■ Assignment
Omit all pictures, then repeat the listing exactly.

■ Task data
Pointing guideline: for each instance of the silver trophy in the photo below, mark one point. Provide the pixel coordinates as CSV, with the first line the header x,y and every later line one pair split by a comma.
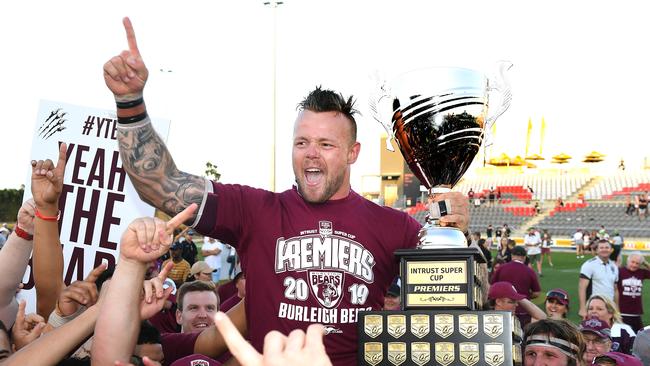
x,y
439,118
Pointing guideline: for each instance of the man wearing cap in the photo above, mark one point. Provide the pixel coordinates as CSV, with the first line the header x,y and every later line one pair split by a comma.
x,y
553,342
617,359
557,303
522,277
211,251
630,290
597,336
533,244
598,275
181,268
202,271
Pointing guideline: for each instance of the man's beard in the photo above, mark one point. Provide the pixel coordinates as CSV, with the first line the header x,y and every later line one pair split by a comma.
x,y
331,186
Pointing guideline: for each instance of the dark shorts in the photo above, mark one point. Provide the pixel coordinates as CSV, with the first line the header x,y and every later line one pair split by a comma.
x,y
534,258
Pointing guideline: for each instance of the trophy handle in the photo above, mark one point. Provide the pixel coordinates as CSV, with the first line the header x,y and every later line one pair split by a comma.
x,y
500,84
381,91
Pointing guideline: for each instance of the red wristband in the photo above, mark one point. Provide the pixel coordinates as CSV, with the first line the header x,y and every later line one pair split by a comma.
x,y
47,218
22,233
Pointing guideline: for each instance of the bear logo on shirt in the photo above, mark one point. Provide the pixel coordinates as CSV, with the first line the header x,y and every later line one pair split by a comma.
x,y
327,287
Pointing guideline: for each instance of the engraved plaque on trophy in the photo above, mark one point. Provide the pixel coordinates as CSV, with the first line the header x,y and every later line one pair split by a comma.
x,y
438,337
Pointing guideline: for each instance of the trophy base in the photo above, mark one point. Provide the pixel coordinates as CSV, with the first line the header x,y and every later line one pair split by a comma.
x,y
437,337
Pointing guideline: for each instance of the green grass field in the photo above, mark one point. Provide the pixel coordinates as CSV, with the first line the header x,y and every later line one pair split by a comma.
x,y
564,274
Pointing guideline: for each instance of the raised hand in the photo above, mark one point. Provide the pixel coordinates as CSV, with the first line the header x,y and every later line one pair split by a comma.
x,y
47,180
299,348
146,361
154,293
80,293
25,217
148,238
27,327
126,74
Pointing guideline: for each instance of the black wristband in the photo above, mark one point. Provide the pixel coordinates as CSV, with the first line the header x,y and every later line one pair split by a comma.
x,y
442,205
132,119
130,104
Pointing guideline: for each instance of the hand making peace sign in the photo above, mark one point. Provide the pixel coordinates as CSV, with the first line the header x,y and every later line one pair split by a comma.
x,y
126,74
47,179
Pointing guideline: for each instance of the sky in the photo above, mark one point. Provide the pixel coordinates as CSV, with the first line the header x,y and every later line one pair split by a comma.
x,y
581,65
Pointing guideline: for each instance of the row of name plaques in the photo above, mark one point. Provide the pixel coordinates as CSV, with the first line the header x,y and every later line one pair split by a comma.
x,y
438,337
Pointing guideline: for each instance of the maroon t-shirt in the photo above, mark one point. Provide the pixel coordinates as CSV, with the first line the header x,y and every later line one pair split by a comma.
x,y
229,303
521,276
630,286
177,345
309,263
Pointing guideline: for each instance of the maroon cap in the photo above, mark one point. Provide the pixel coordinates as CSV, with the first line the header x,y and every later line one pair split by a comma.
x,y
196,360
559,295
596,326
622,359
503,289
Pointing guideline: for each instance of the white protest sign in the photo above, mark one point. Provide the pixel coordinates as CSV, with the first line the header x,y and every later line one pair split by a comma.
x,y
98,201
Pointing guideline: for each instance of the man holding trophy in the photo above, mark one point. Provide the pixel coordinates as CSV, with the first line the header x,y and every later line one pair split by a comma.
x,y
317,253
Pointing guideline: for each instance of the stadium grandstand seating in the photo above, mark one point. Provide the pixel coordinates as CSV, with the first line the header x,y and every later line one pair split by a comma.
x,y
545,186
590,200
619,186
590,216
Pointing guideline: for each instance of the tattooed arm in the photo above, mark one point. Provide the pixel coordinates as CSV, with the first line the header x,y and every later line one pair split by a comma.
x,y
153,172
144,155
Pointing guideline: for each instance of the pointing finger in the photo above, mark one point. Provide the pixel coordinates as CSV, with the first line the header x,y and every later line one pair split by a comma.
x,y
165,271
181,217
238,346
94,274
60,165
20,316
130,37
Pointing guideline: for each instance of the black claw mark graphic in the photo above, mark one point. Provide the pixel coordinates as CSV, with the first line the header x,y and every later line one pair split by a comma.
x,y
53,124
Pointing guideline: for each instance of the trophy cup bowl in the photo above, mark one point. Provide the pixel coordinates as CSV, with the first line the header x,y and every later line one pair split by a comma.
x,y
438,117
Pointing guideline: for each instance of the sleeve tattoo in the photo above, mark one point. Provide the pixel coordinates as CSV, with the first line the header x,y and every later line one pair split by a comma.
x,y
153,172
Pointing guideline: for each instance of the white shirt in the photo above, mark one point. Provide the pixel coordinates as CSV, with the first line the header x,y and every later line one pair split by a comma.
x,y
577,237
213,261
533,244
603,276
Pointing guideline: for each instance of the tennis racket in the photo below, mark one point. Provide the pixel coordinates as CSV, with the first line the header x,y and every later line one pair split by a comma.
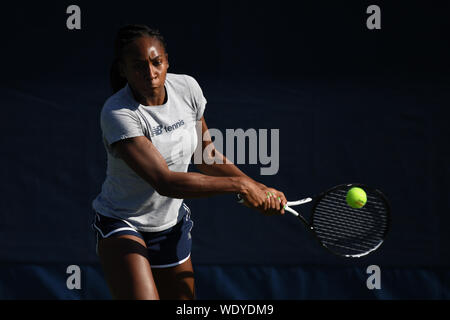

■ Response area
Pointing guideline: for each instance of the silver trophy in the photo below, mark one point. Provide the pixel coordinates as CSV, with the first line the header x,y and every later line one pair split by a comma.
x,y
439,118
Pointing guideline: for each instance of the man wearing cap in the photo above, mark one point. Provide the pixel coordinates as CSV, with the first line the header x,y and every later line one pair split by a comma.
x,y
553,342
617,359
557,303
522,277
211,251
630,290
597,336
533,244
598,275
181,268
202,271
Pointing guideline: for each instance of the man's beard in the photo above, mark one point. Provide the pixel coordinates as CSV, with the first line the header x,y and every later line one pair split by a comma.
x,y
331,186
Pointing guideline: for each instance of the dark shorts in the photo above, mark one point. Provide the pixel coordinates as CSV, with the first line the header x,y and every later line one pair split by a comma.
x,y
534,258
Pointing guideline: for each instance of the trophy handle in the photo above, mark one point. Provide the pixel coordinates as CSV, with the first line the header x,y and every later line one pair split by a comma.
x,y
500,84
381,91
Pointing guideline: for each instance of the red wristband in the photo above, mark one point. Provide the pixel coordinates as CSV, with the first line the header x,y and every later line one pair split by a comma.
x,y
47,218
22,233
Pointing guideline: for each instance of the bear logo on shirt in the photo above, mark one point. Provide the pixel coordinates as CSV, with the first line the header x,y and every later line one pair split by a comma.
x,y
327,287
Pointing guideline: for each instance of the engraved plaque on trophy in the photo above, mark one point. Provide the pixel coordinates as CSV, with the first line the header x,y and every later line one pair split by a comma.
x,y
438,337
Pointing guideline: for each instance of the trophy base in the photo above, mark one point. Provide the pixel coordinates as CSV, with the first line the header x,y and every later line one pair split by a comma.
x,y
437,337
Pointing guideline: for each instance of the green grass field in the photo above, mark one point. Provide the pixel coordinates as CSV, with the first line the header x,y and every later line one pair split by a comma.
x,y
564,274
Pointing guideline: for each instance of the raised hand in the photo above, mark one point. Provide the pixel coordinates as CSV, with the first line the header x,y and every later line one pair split by a comma.
x,y
47,180
299,348
146,361
154,293
80,293
25,217
148,238
27,327
126,74
Pointing guideline: for each instance of the black wristband in the photo above, mark one point. Provide the pixel coordinates as CSV, with the first line the header x,y and every later line one pair split by a comma.
x,y
442,205
132,119
130,104
Pointing guideline: for each instance of the hand making peace sign in the photo above, mark one point. Provide the pixel coordinates as CSV, with the first line the header x,y and every later line one pair split by a comma.
x,y
126,74
47,179
Pointing guideline: for each instance of the sky in the photo above, mark one point. Provide the pixel coordinates as CSV, with the first line the header x,y and every later line one pair split by a comma.
x,y
581,65
Pointing guideline: for each instance of the row of name plaques in the photo above, mark one point. Provide the pixel coordinates as CSV, with the first line the header x,y and every later line one pair split by a comma.
x,y
438,337
Pointing guideline: for each instance of the maroon t-shirt in the photo above, mark one point. Provide the pixel coordinates as CSV, with the first line the header x,y and every later line one pair split by a comma.
x,y
229,303
521,276
630,286
177,345
309,263
Pointing guideline: for each instance of the maroon cap in the photo above, mark one point. Provide the pixel coordinates as CSV, with the first line the header x,y and every later line one pair split by a comma.
x,y
196,360
559,295
596,326
622,359
503,289
Pointing guideline: for each instance of the white protest sign in the photo above, mark one point. Provide the pixel coordinates as CSV, with the first line the header x,y and every later line one pair split by a comma.
x,y
98,201
Pointing guideline: for each instance of the man holding trophy in the photo above, mark one point. Provide the pixel coordinates as CSV, with the first line the header x,y and every later line one pair split by a comma.
x,y
317,253
Pointing guideline: for each instance of the stadium grandstand seating in the photo above, mark one point. Provide the pixel coordinates as CSV, with the first line the header x,y and every later line one pair split by a comma.
x,y
545,186
590,200
619,186
590,216
Pointing guideline: for each instance of the tattooed arm in the photo above, mark one point. Provide the pixel coordinates as CSV, with the first line the header x,y and every later line one pair split by a comma.
x,y
153,172
144,155
Pointing guideline: for each instance of the pointing finger in the photo above, mark one point. Provide the pixel coordinates as CSV, with the first line the header x,y and every later line one pair split by a comma.
x,y
165,271
181,217
238,346
94,274
60,165
20,316
130,37
Pointing guideline: for each instance of the black claw mark graphic in the photo above, mark one point. Provide the pixel coordinates as CSV, with the first line the header x,y and every later line one pair split by a comma.
x,y
53,124
Pointing guideline: for each instance of the trophy cup bowl in the photo above, mark one point. Provide the pixel coordinates as CSV, with the first line the header x,y and every later line one pair split by a comma.
x,y
438,117
Pointing guideline: for each instance of the sleeve tattoo in the photo above, mark one point. Provide the pixel coordinates as CSV, with the first line the header x,y and every later line one pair split by a comma.
x,y
153,172
Pointing guideline: for each instance of the white shirt in the photo above, mark one point. Provide the pixel coordinates as CSV, with the first line the header x,y and every later line one pair split by a comma.
x,y
577,237
213,261
533,244
603,276
Pointing guideline: for each instance of the tennis racket in the photo below, mark one point. Provide the pixel coordinates as CSV, with the first line the header x,y and every later line one pair split by a comma.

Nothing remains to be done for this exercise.